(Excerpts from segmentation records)
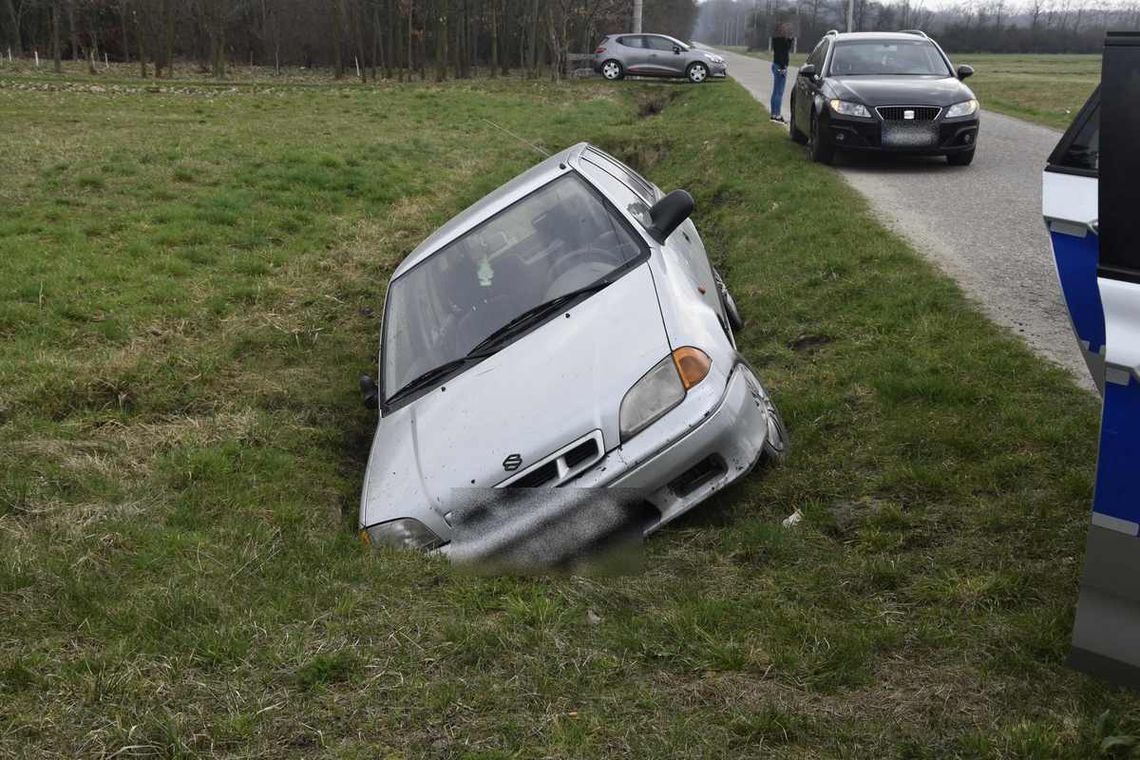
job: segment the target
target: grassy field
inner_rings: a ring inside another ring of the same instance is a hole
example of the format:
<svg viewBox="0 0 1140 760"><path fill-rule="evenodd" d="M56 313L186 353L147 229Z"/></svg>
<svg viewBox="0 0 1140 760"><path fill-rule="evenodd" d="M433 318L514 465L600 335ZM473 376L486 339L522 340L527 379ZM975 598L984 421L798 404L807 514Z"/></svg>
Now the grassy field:
<svg viewBox="0 0 1140 760"><path fill-rule="evenodd" d="M728 48L757 58L764 51ZM953 54L954 64L974 66L967 84L984 108L1064 130L1100 82L1100 56L1020 56L993 54ZM799 66L806 54L792 56Z"/></svg>
<svg viewBox="0 0 1140 760"><path fill-rule="evenodd" d="M0 83L0 755L1140 735L1140 700L1064 665L1094 399L735 84L27 87ZM472 578L355 536L388 273L536 160L483 119L693 191L791 430L641 574Z"/></svg>
<svg viewBox="0 0 1140 760"><path fill-rule="evenodd" d="M984 108L1064 130L1100 82L1100 56L952 55Z"/></svg>

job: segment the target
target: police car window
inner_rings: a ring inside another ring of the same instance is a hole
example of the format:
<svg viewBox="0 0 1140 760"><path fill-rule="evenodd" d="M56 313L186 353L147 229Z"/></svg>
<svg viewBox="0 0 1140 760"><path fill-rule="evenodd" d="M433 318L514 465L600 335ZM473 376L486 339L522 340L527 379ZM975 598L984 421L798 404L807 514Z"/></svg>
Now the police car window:
<svg viewBox="0 0 1140 760"><path fill-rule="evenodd" d="M634 170L626 166L624 163L609 156L601 150L595 150L589 148L584 156L586 161L589 161L598 169L604 170L606 173L612 175L614 179L619 180L626 185L630 190L636 193L646 205L651 206L657 203L660 191L657 186L651 183L644 177L635 172Z"/></svg>
<svg viewBox="0 0 1140 760"><path fill-rule="evenodd" d="M1100 98L1094 92L1049 157L1050 169L1096 172L1100 169Z"/></svg>

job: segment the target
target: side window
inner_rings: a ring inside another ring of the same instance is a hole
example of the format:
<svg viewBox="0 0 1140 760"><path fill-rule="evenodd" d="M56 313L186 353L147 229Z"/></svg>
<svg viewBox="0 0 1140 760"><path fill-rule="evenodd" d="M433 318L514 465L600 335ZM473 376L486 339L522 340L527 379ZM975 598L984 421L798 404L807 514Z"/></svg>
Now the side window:
<svg viewBox="0 0 1140 760"><path fill-rule="evenodd" d="M651 206L657 203L660 195L657 187L617 158L613 158L612 156L594 148L587 150L584 157L586 161L596 165L598 169L612 175L616 180L620 181L622 185L636 193L646 206Z"/></svg>
<svg viewBox="0 0 1140 760"><path fill-rule="evenodd" d="M1049 169L1080 174L1096 174L1100 169L1099 87L1049 156Z"/></svg>
<svg viewBox="0 0 1140 760"><path fill-rule="evenodd" d="M807 57L807 60L805 63L812 64L813 66L815 66L815 71L822 74L823 72L821 72L820 68L823 66L823 57L826 55L826 52L828 52L828 41L820 40L820 43L815 46L815 50L812 50L812 55Z"/></svg>
<svg viewBox="0 0 1140 760"><path fill-rule="evenodd" d="M625 182L589 161L581 162L581 172L619 211L629 214L643 227L650 223L649 206Z"/></svg>

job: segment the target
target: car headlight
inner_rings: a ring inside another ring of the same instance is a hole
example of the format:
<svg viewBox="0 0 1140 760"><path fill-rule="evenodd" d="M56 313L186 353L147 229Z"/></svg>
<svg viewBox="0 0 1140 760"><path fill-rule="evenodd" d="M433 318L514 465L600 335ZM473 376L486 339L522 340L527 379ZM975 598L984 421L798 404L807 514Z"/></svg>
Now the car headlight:
<svg viewBox="0 0 1140 760"><path fill-rule="evenodd" d="M958 119L959 116L972 116L978 109L977 100L963 100L955 103L946 109L946 119Z"/></svg>
<svg viewBox="0 0 1140 760"><path fill-rule="evenodd" d="M372 546L391 546L397 549L431 551L443 546L435 531L413 517L390 520L360 531L360 538Z"/></svg>
<svg viewBox="0 0 1140 760"><path fill-rule="evenodd" d="M871 112L866 109L862 103L852 103L850 100L832 100L831 109L837 114L842 114L844 116L862 116L863 119L870 119Z"/></svg>
<svg viewBox="0 0 1140 760"><path fill-rule="evenodd" d="M681 403L689 389L709 374L712 360L700 349L677 349L626 391L618 412L621 442L642 432Z"/></svg>

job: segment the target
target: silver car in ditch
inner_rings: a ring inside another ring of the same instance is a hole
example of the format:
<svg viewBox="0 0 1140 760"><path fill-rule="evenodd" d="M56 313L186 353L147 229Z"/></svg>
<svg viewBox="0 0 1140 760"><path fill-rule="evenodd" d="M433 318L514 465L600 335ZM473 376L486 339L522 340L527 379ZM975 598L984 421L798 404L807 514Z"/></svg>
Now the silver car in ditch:
<svg viewBox="0 0 1140 760"><path fill-rule="evenodd" d="M710 76L726 76L728 67L715 52L665 34L610 34L594 50L594 71L608 80L633 74L685 77L700 84Z"/></svg>
<svg viewBox="0 0 1140 760"><path fill-rule="evenodd" d="M465 493L513 488L635 490L649 533L782 457L692 207L579 144L400 263L361 378L366 541L445 547Z"/></svg>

> **Requirements**:
Copy out each record shown above without alteration, skipping any picture.

> **Exercise solution**:
job: segment the target
target: grassy field
inner_rings: a ring inside another ring of the same instance is a hole
example of the format:
<svg viewBox="0 0 1140 760"><path fill-rule="evenodd" d="M56 313L186 353L147 229Z"/></svg>
<svg viewBox="0 0 1140 760"><path fill-rule="evenodd" d="M433 318L514 465L600 335ZM473 376L486 339L522 340L527 379ZM975 598L984 421L798 404L807 514Z"/></svg>
Now the grassy field:
<svg viewBox="0 0 1140 760"><path fill-rule="evenodd" d="M728 48L757 58L764 51ZM953 54L954 64L974 66L967 84L984 108L1064 130L1100 82L1100 56L1020 56L993 54ZM799 66L806 54L792 56Z"/></svg>
<svg viewBox="0 0 1140 760"><path fill-rule="evenodd" d="M0 83L0 755L1140 735L1140 700L1064 665L1094 399L735 84L27 87ZM472 578L355 536L388 273L536 160L483 119L693 191L791 430L641 574Z"/></svg>
<svg viewBox="0 0 1140 760"><path fill-rule="evenodd" d="M984 108L1064 130L1100 82L1100 56L952 55Z"/></svg>

job: segment the target
target: police car window
inner_rings: a ring inside another ring of the same instance is a hole
example of the format:
<svg viewBox="0 0 1140 760"><path fill-rule="evenodd" d="M56 313L186 353L147 229Z"/></svg>
<svg viewBox="0 0 1140 760"><path fill-rule="evenodd" d="M433 318L514 465L600 335ZM473 376L486 339L522 340L527 379ZM975 598L984 421L798 404L807 514Z"/></svg>
Now the police car window:
<svg viewBox="0 0 1140 760"><path fill-rule="evenodd" d="M634 170L626 166L624 163L609 156L601 150L595 150L589 148L584 156L586 161L589 161L598 169L604 170L606 173L612 175L614 179L619 180L626 185L630 190L636 193L646 205L651 206L657 203L660 191L657 186L651 183L644 177L635 172Z"/></svg>
<svg viewBox="0 0 1140 760"><path fill-rule="evenodd" d="M1100 98L1094 92L1049 157L1050 169L1096 172L1100 169Z"/></svg>

job: segment the target
target: side window
inner_rings: a ring inside another ring of the same instance is a hole
example of the format:
<svg viewBox="0 0 1140 760"><path fill-rule="evenodd" d="M56 313L186 353L147 229Z"/></svg>
<svg viewBox="0 0 1140 760"><path fill-rule="evenodd" d="M433 318L514 465L600 335ZM473 376L486 339L522 340L527 379ZM975 598L984 421L798 404L807 514Z"/></svg>
Now the side window:
<svg viewBox="0 0 1140 760"><path fill-rule="evenodd" d="M651 206L657 203L660 195L657 187L617 158L613 158L612 156L594 148L587 150L584 157L586 161L596 165L598 169L612 175L616 180L620 181L622 185L636 193L646 206Z"/></svg>
<svg viewBox="0 0 1140 760"><path fill-rule="evenodd" d="M1049 169L1080 174L1096 174L1100 169L1099 87L1049 156Z"/></svg>
<svg viewBox="0 0 1140 760"><path fill-rule="evenodd" d="M807 57L807 60L805 63L812 64L813 66L815 66L815 71L822 74L823 72L821 72L820 68L823 66L823 57L826 55L826 52L828 52L828 41L820 40L820 43L815 46L815 50L812 50L812 55Z"/></svg>
<svg viewBox="0 0 1140 760"><path fill-rule="evenodd" d="M625 182L589 161L581 162L581 172L619 211L629 214L643 227L650 223L649 206Z"/></svg>

job: segment the target
target: car headlight
inner_rings: a ring inside another ring of the same instance is a hole
example of the format:
<svg viewBox="0 0 1140 760"><path fill-rule="evenodd" d="M56 313L186 353L147 229Z"/></svg>
<svg viewBox="0 0 1140 760"><path fill-rule="evenodd" d="M433 318L514 465L600 335ZM473 376L486 339L522 340L527 379ZM975 598L984 421L798 404L807 514Z"/></svg>
Now the car headlight:
<svg viewBox="0 0 1140 760"><path fill-rule="evenodd" d="M958 119L959 116L972 116L978 109L977 100L963 100L955 103L946 109L946 119Z"/></svg>
<svg viewBox="0 0 1140 760"><path fill-rule="evenodd" d="M372 546L391 546L397 549L431 551L443 546L435 531L413 517L390 520L360 531L360 538Z"/></svg>
<svg viewBox="0 0 1140 760"><path fill-rule="evenodd" d="M871 112L866 109L862 103L852 103L850 100L832 100L831 109L837 114L842 114L844 116L862 116L863 119L870 119Z"/></svg>
<svg viewBox="0 0 1140 760"><path fill-rule="evenodd" d="M681 403L689 389L709 374L712 360L700 349L677 349L626 391L618 412L621 442L642 432Z"/></svg>

job: segment the target
target: silver car in ditch
inner_rings: a ring inside another ring of the same instance is a hole
example of the format:
<svg viewBox="0 0 1140 760"><path fill-rule="evenodd" d="M56 313L186 353L147 229Z"/></svg>
<svg viewBox="0 0 1140 760"><path fill-rule="evenodd" d="M433 318L514 465L600 335ZM473 376L486 339L522 340L527 379ZM975 598L984 421L798 404L807 514Z"/></svg>
Now the silver car in ditch:
<svg viewBox="0 0 1140 760"><path fill-rule="evenodd" d="M710 76L726 76L728 67L715 52L665 34L610 34L594 50L594 71L608 80L633 74L685 77L700 84Z"/></svg>
<svg viewBox="0 0 1140 760"><path fill-rule="evenodd" d="M465 493L513 488L635 490L649 533L782 457L692 207L579 144L400 263L361 378L366 541L445 547Z"/></svg>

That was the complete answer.